▶ [The exercise]: Please copy out the rows below word for word, starting at the line that contains "Put a marker on each instance of the arena" and stopping after the final row.

(Rows from a dataset)
——
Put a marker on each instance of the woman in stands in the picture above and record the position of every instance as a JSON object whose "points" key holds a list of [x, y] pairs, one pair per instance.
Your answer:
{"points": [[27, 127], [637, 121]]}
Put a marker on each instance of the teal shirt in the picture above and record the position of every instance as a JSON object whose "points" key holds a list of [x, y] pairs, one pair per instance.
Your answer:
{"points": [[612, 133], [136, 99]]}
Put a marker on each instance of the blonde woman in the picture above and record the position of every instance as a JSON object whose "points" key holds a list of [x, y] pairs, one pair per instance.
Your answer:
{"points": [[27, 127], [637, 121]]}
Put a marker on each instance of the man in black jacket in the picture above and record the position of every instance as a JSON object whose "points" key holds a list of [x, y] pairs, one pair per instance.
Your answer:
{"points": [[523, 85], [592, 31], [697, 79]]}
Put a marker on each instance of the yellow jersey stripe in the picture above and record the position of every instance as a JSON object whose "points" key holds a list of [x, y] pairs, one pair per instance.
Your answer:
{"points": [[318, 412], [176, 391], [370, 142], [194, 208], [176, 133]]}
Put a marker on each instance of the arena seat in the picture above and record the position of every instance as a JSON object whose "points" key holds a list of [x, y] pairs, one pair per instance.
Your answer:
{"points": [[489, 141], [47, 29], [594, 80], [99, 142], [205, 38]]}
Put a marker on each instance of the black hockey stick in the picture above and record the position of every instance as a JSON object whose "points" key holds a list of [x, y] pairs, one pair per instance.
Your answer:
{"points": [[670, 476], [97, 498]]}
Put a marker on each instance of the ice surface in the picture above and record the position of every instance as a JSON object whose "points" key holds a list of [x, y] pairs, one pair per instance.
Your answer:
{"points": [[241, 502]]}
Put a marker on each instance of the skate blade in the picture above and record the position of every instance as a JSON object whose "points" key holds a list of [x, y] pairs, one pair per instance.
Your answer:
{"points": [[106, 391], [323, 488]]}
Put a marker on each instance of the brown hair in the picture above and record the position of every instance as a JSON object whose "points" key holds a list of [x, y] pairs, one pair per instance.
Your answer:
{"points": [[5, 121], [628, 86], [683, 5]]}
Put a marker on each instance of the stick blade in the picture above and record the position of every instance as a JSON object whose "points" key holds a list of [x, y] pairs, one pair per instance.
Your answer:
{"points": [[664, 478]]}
——
▶ [The reply]:
Put a marker on each instance of the arena seat in the picture above and record the position of every instance as a JSON object whose "points" key holds a list of [x, y] pairs, one pair per instance.
Your answer:
{"points": [[489, 141], [47, 29], [594, 80], [99, 142], [205, 38]]}
Put a marker on each instance of the black hockey stick in the picture above and record the position of every instance as a JSON object whose "points" key holds a list of [x, y] pairs, one pair per instance.
Your answer:
{"points": [[670, 476], [97, 498]]}
Put a marker on each instance of the ice surface in the picture above and record the position of every instance as a JSON object whose "points" key holds a list of [x, y] pairs, one pair per instance.
Your answer:
{"points": [[241, 502]]}
Put a marker on each instance of the skate blade in the picture above and record the position of every instance as a JSON object whose "points" key holds a list of [x, y] pairs, one pair per instance.
Your answer:
{"points": [[106, 391], [323, 488]]}
Put a marker on each instance of the brown hair in the picture above and record the position of every instance as a JSON object whose "points" key holds a list of [x, y] pairs, one pair per instance.
Your answer:
{"points": [[5, 121], [628, 86], [683, 5]]}
Put a marker on each instance of the stick blade in the picture above and record the position of every instance as a JSON object whose "points" key holds a list of [x, y] pairs, one pair per instance.
Your answer:
{"points": [[664, 478]]}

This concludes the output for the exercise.